Available records:
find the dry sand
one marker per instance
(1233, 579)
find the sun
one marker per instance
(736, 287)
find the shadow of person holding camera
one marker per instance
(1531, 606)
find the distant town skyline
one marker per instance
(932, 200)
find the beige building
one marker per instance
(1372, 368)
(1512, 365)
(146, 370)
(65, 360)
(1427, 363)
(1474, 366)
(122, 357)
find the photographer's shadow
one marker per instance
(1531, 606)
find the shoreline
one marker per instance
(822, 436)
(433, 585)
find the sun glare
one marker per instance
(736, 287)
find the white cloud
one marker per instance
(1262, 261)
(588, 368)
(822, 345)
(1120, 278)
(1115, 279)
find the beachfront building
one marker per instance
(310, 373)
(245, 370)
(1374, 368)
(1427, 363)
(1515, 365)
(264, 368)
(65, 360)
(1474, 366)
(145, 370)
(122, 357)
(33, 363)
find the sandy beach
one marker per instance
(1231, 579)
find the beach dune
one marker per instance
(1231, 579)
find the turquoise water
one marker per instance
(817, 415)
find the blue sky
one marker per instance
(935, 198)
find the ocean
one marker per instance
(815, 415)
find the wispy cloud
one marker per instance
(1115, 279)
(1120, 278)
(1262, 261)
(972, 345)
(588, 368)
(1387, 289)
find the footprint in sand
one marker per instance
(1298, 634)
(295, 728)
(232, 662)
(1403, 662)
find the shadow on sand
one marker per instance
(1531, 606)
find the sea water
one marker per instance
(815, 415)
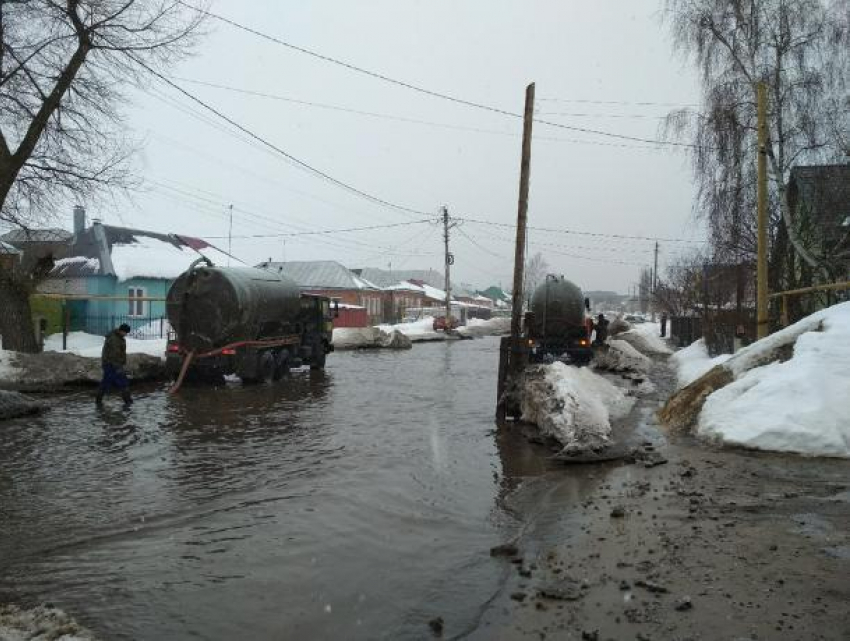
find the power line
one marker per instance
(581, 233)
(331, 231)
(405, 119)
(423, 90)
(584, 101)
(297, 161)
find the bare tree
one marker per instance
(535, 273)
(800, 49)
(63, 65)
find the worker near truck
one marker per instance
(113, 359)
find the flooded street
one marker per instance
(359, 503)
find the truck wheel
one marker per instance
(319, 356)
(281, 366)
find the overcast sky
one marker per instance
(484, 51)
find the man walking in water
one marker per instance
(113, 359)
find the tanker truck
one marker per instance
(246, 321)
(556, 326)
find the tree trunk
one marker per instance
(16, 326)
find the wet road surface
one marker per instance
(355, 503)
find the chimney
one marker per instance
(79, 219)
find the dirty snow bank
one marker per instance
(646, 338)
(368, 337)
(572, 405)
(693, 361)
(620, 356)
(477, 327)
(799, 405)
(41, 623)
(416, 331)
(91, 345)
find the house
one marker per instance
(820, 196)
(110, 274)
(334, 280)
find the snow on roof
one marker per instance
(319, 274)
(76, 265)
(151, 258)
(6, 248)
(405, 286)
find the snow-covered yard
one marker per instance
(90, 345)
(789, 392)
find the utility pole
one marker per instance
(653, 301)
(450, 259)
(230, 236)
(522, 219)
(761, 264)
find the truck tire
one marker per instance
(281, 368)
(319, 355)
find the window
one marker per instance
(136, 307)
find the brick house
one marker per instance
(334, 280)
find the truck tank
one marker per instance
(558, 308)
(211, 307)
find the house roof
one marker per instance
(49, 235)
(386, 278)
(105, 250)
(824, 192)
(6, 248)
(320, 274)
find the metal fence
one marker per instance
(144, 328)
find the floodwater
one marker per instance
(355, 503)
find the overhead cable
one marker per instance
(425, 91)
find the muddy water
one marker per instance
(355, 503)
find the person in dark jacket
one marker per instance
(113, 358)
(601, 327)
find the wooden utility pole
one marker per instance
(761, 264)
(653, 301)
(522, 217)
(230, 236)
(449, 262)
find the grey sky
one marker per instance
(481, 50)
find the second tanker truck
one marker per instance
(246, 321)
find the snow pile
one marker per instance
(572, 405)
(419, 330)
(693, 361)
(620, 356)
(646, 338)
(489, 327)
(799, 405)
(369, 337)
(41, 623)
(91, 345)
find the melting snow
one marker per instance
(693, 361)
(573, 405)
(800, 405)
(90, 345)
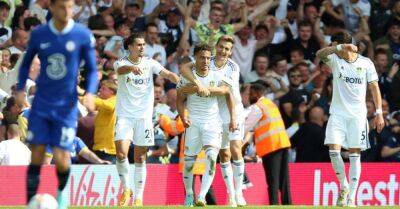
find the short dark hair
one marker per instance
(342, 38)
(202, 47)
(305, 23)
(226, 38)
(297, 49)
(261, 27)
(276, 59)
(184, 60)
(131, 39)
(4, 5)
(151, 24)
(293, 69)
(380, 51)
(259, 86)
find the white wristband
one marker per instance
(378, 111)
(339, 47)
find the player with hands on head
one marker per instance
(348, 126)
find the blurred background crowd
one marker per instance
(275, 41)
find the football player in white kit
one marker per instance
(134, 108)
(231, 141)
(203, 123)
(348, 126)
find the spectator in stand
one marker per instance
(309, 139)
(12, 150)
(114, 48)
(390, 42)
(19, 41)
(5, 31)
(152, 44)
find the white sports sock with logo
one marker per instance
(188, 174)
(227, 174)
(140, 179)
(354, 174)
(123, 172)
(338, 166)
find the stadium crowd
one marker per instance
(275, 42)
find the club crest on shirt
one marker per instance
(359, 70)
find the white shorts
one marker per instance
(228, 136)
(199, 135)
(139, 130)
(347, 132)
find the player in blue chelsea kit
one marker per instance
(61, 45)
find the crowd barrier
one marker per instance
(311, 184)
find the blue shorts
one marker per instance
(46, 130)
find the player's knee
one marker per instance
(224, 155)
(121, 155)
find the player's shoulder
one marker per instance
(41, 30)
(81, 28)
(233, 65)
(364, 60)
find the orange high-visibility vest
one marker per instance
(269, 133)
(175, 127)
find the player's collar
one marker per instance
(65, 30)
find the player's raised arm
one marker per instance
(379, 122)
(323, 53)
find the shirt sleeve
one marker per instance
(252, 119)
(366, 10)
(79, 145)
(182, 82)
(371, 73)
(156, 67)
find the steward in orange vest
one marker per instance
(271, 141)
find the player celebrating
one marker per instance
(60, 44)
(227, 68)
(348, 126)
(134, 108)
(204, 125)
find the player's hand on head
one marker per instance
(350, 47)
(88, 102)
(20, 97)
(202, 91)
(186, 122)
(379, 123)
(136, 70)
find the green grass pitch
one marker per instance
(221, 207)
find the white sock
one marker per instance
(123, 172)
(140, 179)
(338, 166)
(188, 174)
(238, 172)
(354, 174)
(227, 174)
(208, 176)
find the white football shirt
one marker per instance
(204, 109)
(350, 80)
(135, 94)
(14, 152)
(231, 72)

Written request:
Omit the pictures and give the material again, exactly and in full.

Solution:
find the dry sand
one marker per instance
(1233, 579)
find the sun
one marker per instance
(736, 287)
find the shadow of person holding camera
one marker per instance
(1531, 606)
find the distant town skyline
one marker per instance
(932, 200)
find the beige building
one marker per instance
(1372, 368)
(1512, 365)
(146, 370)
(65, 360)
(1427, 363)
(1474, 366)
(122, 357)
find the photographer's shadow
one marker per instance
(1531, 606)
find the shoreline
one marker per instance
(822, 436)
(433, 585)
find the sun glare
one marker per instance
(736, 287)
find the white cloud
one marker per instance
(1262, 261)
(588, 368)
(822, 345)
(1120, 278)
(1115, 279)
find the beachfront building
one marker per instance
(310, 373)
(245, 370)
(1374, 368)
(1427, 363)
(1515, 365)
(264, 368)
(65, 360)
(1474, 366)
(145, 370)
(122, 357)
(33, 363)
find the sandy beach
one marker per instance
(1231, 579)
find the beach dune
one marker per instance
(1231, 579)
find the turquoise water
one marker per instance
(817, 415)
find the blue sky
one marker per instance
(935, 198)
find the ocean
one marker per instance
(815, 415)
find the wispy cloud
one marker per instance
(1115, 279)
(1120, 278)
(1262, 261)
(972, 345)
(588, 368)
(1387, 289)
find the footprint in sand
one marker per instance
(1298, 634)
(295, 728)
(232, 662)
(1403, 662)
find the shadow on sand
one marker per instance
(1531, 606)
find the sea water
one marker per instance
(815, 415)
find the power line
one marker per instance
(581, 233)
(331, 231)
(405, 119)
(423, 90)
(584, 101)
(297, 161)
find the bare tree
one marker per instance
(535, 273)
(800, 49)
(63, 65)
find the worker near truck
one marker per instance
(113, 359)
find the flooded street
one marker per instance
(359, 503)
find the truck wheel
one marker per instance
(319, 356)
(281, 366)
find the overcast sky
one marker per instance
(484, 51)
find the man walking in water
one marker per instance
(113, 359)
find the tanker truck
one marker per instance
(246, 321)
(556, 326)
find the tree trunk
one marker per instance
(16, 326)
find the wet road surface
one marker per instance
(355, 503)
find the chimney
one marker per instance
(79, 219)
find the dirty snow bank
one marker per instance
(646, 338)
(368, 337)
(572, 405)
(693, 361)
(620, 356)
(477, 327)
(799, 405)
(41, 623)
(416, 331)
(91, 345)
find the house
one marker per instance
(820, 196)
(110, 274)
(334, 280)
find the snow on roof
one marker per instance
(319, 274)
(76, 265)
(151, 258)
(6, 248)
(405, 286)
find the snow-covered yard
one marker per instance
(90, 345)
(789, 392)
find the utility pole
one marker per instance
(653, 301)
(450, 259)
(230, 236)
(522, 219)
(761, 264)
find the truck tire
one marker per instance
(281, 368)
(319, 355)
find the window
one marker per instance
(136, 307)
find the brick house
one marker per instance
(334, 280)
find the truck tank
one marker per instance
(558, 308)
(211, 307)
find the house roof
one marker per instance
(49, 235)
(386, 278)
(105, 250)
(824, 192)
(6, 248)
(320, 274)
find the metal fence
one marker per instance
(144, 328)
find the floodwater
one marker per instance
(355, 503)
find the overhead cable
one marker per instance
(425, 91)
find the muddy water
one marker per instance
(355, 503)
find the person in dark jacket
one marker per instance
(113, 358)
(601, 327)
find the wooden utility pole
one marker per instance
(761, 264)
(653, 301)
(522, 217)
(230, 236)
(449, 262)
find the grey sky
one marker per instance
(481, 50)
find the second tanker truck
one marker per instance
(246, 321)
find the snow pile
one marker per instance
(572, 405)
(419, 330)
(693, 361)
(620, 356)
(646, 338)
(489, 327)
(799, 405)
(369, 337)
(41, 623)
(91, 345)
find the melting snow
one marker per instance
(693, 361)
(573, 405)
(800, 405)
(90, 345)
find the short dark hair
one marker per instance
(342, 38)
(202, 47)
(305, 23)
(226, 38)
(297, 49)
(261, 27)
(276, 59)
(184, 60)
(131, 39)
(4, 5)
(151, 24)
(293, 69)
(380, 51)
(259, 86)
find the white wristband
one marker per instance
(378, 111)
(339, 47)
find the player with hands on head
one marker per instance
(348, 126)
find the blurred background crowd
one marker per instance
(275, 41)
find the football player in white kit
one marker per instance
(134, 108)
(231, 141)
(203, 123)
(348, 126)
find the spectator in stand
one marker per instance
(309, 139)
(12, 150)
(114, 48)
(390, 42)
(19, 41)
(5, 31)
(152, 44)
find the white sports sock with logo
one marker per instance
(188, 174)
(227, 174)
(140, 179)
(354, 174)
(123, 172)
(338, 166)
find the stadium crowd
one marker per instance
(275, 42)
find the club crest on shirt
one marker per instance
(359, 70)
find the white shorts
one marker per instance
(228, 136)
(199, 135)
(139, 130)
(347, 132)
find the player in blue chelsea kit
one marker per instance
(61, 45)
find the crowd barrier
one marker per instance
(311, 184)
find the blue shorts
one marker per instance
(46, 130)
find the player's knee
one marker per instance
(224, 155)
(121, 155)
find the player's shoulder
one marker per instance
(41, 30)
(81, 28)
(233, 65)
(364, 60)
find the orange high-visibility vest
one marker per instance
(269, 133)
(175, 127)
find the player's collar
one marker per instance
(65, 30)
find the player's raised arm
one marker per instance
(379, 122)
(323, 53)
find the shirt sleeve
one marker per instance
(252, 119)
(366, 10)
(79, 145)
(182, 82)
(371, 73)
(156, 67)
find the steward in orange vest
one marker per instance
(271, 141)
find the player celebrating
one marker per instance
(60, 44)
(227, 68)
(348, 126)
(134, 108)
(204, 125)
find the player's hand on head
one marker per instance
(350, 47)
(88, 102)
(20, 97)
(202, 91)
(186, 122)
(379, 123)
(136, 70)
find the green grass pitch
one marker per instance
(221, 207)
find the white sock
one marker per instance
(123, 172)
(140, 179)
(338, 166)
(188, 174)
(238, 172)
(354, 174)
(227, 174)
(208, 176)
find the white football shirt
one marker per instance
(204, 109)
(350, 80)
(135, 94)
(14, 152)
(231, 72)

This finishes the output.